• [Required task a]: Return every line of the records that contains the word "fixture".

• [Text block]:

Prophecy ’72: Together Again

Prophecy ’72: Together Again 2012-07-12T10:07:36+00:00

Prophecy '72

 

By all indications, I was an at-risk child, doomed by an unfortunate fate to end up in one institution or another.

I’m just so thankful it was a church and not a jail.

Rose Hill Baptist Church in Columbus, Ga., to be exact.

Patsy Ward, herself only sixteen, not only invited me to Rose Hill, she drove from her home downtown all the way out Macon Road to pick me up and carry me to church because I was too young to drive. She did that Sunday after Sunday, Wednesday after Wednesday, never asking for or accepting a dollar for gas.

When I gave my life to Christ it was primarily because of Patsy Ward. I wanted to grow up to be just like her. Only Patsy never really got the chance to grow up much. She died  of an aneurysm shortly after giving birth to her firstborn son. Patsy would be so proud of how her boy turned out. He works in law enforcement, has a beautiful family, and he loves Jesus just like his mama did.  Patsy won’t be joining us this weekend as the youth group from Rose Hill Baptist Church gets together for a forty-year reunion, but I know she will be on everyone’s mind.

• [Provided records]:
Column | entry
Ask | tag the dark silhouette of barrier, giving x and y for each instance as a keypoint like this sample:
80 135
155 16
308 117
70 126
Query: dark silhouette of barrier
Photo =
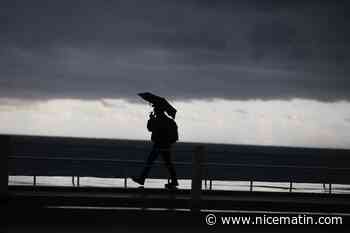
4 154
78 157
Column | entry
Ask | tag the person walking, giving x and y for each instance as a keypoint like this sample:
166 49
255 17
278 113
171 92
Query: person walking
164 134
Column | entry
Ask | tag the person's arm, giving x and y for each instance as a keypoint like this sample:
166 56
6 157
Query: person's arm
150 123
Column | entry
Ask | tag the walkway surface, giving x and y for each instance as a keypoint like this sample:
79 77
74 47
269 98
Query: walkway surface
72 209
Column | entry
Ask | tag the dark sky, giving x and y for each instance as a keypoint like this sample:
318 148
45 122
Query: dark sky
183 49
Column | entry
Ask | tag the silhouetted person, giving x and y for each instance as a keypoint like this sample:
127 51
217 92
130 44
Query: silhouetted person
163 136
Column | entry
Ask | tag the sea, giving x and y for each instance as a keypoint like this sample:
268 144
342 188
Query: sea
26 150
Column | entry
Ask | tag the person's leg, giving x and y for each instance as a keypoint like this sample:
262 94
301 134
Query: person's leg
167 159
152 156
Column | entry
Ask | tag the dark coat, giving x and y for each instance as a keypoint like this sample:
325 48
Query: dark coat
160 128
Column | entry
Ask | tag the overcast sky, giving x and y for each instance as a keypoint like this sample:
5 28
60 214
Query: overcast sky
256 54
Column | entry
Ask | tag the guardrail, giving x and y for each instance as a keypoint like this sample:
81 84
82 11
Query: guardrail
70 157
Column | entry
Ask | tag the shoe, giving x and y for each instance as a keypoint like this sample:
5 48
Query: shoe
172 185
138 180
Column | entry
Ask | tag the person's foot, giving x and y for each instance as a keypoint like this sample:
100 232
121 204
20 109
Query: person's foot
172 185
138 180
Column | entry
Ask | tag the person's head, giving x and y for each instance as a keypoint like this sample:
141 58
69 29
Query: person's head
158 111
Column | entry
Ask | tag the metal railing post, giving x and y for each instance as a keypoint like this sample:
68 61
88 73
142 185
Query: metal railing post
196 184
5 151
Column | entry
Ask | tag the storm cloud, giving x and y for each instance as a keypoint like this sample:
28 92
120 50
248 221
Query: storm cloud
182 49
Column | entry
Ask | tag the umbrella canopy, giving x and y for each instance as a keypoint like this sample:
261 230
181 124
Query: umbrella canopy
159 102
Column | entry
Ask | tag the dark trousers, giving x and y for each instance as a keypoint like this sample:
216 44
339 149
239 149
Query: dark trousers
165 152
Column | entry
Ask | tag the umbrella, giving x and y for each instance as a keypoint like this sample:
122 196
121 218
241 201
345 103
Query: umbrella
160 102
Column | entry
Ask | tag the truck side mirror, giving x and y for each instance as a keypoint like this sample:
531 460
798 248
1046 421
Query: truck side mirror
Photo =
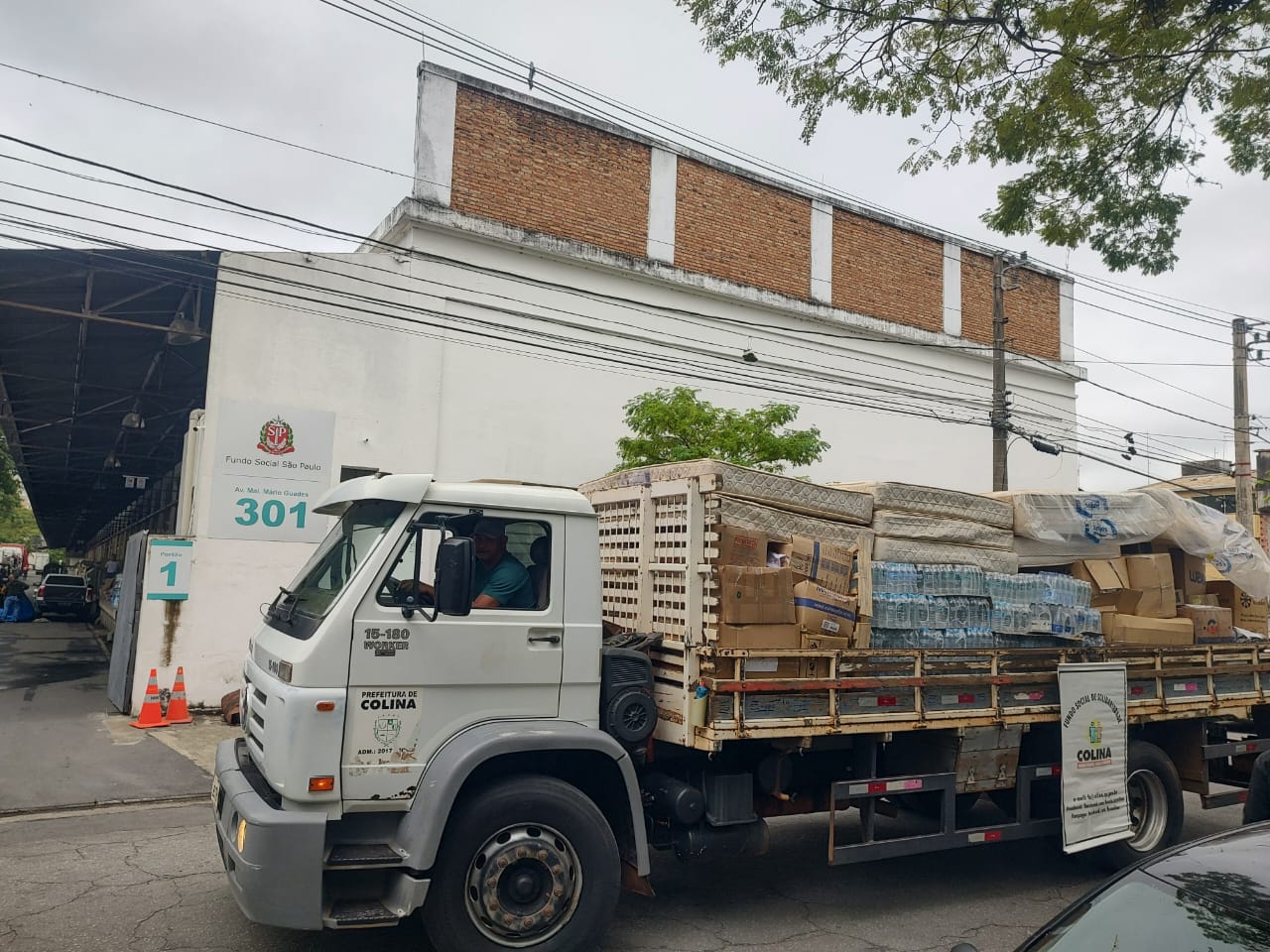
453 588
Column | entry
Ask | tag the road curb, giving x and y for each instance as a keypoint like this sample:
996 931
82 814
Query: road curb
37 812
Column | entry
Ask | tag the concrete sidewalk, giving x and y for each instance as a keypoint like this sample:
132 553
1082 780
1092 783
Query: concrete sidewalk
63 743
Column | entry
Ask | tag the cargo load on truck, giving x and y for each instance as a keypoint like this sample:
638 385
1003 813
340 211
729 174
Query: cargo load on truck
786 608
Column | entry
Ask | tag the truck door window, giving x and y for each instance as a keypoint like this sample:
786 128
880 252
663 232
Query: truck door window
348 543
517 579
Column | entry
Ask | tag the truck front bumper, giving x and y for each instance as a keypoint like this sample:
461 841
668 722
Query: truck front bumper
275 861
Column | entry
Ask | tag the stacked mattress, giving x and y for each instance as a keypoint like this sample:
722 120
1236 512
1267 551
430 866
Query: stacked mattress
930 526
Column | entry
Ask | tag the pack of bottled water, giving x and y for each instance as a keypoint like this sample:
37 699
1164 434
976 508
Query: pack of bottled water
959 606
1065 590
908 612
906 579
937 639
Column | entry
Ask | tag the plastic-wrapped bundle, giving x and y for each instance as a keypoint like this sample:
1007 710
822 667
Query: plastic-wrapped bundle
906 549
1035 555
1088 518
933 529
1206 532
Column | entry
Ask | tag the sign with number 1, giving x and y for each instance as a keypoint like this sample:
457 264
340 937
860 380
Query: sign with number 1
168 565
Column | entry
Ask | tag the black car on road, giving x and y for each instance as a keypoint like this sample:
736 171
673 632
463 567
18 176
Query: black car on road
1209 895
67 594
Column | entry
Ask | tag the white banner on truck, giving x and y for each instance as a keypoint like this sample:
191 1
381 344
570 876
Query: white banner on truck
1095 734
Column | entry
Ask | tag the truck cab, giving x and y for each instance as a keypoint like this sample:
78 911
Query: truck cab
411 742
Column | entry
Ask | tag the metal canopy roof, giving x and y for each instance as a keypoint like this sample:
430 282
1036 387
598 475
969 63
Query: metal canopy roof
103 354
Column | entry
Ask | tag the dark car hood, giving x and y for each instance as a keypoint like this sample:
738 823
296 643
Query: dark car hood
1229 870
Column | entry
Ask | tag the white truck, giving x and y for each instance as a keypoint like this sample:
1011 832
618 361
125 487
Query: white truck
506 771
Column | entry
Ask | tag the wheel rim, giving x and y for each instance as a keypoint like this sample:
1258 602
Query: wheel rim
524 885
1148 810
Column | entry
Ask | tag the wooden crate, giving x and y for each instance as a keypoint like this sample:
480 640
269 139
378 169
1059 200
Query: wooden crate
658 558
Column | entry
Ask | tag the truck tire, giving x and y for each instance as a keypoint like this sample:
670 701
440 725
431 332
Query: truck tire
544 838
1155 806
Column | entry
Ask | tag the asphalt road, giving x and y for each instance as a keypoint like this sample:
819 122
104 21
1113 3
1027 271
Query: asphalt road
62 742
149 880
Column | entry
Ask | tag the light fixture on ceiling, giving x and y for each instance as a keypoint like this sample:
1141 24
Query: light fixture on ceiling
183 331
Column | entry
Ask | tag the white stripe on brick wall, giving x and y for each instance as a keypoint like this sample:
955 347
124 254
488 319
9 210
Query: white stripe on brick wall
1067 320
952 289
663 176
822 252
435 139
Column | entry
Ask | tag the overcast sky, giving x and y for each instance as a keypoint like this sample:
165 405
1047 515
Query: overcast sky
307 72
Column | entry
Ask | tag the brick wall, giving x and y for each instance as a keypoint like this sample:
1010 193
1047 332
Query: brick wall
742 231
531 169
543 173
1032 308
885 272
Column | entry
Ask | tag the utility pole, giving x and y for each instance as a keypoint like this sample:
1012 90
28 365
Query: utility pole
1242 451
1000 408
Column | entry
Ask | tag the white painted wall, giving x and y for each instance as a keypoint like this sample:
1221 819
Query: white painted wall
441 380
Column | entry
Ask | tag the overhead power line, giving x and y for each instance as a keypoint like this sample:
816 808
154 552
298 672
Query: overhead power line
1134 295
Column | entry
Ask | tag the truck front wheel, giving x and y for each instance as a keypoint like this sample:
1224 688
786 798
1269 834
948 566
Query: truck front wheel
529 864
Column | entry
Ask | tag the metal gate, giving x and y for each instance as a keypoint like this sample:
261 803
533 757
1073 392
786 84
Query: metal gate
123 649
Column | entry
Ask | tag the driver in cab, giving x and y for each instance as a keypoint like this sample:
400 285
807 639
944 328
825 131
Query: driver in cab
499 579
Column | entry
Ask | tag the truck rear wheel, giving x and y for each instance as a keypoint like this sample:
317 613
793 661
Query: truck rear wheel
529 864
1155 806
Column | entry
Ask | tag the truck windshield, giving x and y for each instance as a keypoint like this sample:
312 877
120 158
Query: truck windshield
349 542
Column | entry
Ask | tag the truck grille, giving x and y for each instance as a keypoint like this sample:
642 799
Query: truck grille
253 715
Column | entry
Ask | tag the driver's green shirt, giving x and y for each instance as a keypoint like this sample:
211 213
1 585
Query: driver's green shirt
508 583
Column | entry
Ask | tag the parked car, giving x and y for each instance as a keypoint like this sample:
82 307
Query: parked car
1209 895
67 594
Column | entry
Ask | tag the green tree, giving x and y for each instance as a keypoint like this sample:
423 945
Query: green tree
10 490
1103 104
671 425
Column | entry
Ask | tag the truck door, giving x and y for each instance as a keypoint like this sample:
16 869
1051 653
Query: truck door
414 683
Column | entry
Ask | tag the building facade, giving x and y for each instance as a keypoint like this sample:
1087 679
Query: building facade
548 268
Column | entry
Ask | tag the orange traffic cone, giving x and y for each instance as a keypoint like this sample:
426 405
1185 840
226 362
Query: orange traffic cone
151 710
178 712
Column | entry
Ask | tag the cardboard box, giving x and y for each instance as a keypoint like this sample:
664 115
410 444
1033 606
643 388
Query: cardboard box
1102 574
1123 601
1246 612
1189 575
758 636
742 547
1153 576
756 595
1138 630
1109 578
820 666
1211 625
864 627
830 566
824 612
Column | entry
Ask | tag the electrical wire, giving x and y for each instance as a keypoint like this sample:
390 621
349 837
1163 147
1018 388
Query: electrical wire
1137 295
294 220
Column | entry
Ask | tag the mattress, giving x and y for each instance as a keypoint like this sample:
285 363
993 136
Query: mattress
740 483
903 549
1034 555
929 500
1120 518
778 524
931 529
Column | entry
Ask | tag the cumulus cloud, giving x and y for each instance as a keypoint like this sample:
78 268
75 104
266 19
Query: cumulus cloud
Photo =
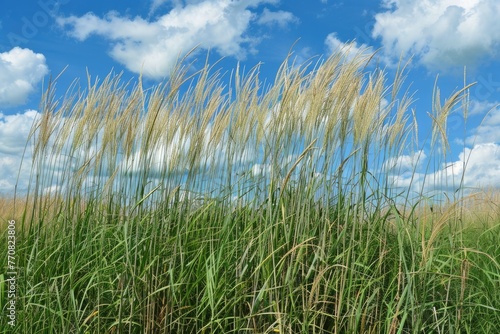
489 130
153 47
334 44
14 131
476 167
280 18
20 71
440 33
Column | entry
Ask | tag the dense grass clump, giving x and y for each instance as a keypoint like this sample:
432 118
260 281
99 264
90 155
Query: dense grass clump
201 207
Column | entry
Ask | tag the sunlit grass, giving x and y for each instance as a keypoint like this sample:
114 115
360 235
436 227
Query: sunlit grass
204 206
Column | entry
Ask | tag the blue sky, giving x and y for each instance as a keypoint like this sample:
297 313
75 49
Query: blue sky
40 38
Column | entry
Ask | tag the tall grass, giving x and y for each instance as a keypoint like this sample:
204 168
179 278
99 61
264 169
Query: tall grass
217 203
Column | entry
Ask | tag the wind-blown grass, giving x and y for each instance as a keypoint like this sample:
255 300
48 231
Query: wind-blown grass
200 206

• [Required task b]: Pick up the remembrance of the Rose Hill Baptist Church youth group after its last sentence and continue it.

• [Written response a]:
Ask | tag the light fixture on ceiling, giving x and y for each instance as a keypoint like this sample:
Query: light fixture on ceiling

• [Written response b]:
We weren’t a particularly extraordinary group of young people, but time and hardship has proven that we were graced with a remarkable faith.

We came from high schools throughout the city – Columbus, Jordan, Hardaway, Kendrick and such. Some played ball, a few were scholars, some were cheerleaders, others were class officers, but most of us were simply good kids trying to make our parents proud.

We have lived out our faith in a world whose brokenness we would only come to understand as adults, when we faced the death of our own children, divorces of our own, and the losses of business and homes and all those dreams we had way back when we were the kids known as Prophecy ‘72.

They called us that because it was in the summer of 1972 that we, the youth choir of Rose Hill Baptist Church, embarked on a trip that would take us to Quitman, Homerville, and Sylvania, Ga. Then on to North Carolina where we performed at churches in Moorehead City, Irwin, and at that wonderful Baptist mecca, Ridgecrest.

I never saw the inside of most of those churches because that first day out, we made a stop at the Okefenokee Swamps where I was bitten by a snake. I didn’t know it was a snake bite, of course, until the swelling in my foot subsided enough to see the fang marks. I spent most of that week sleeping in the air-conditioned bus.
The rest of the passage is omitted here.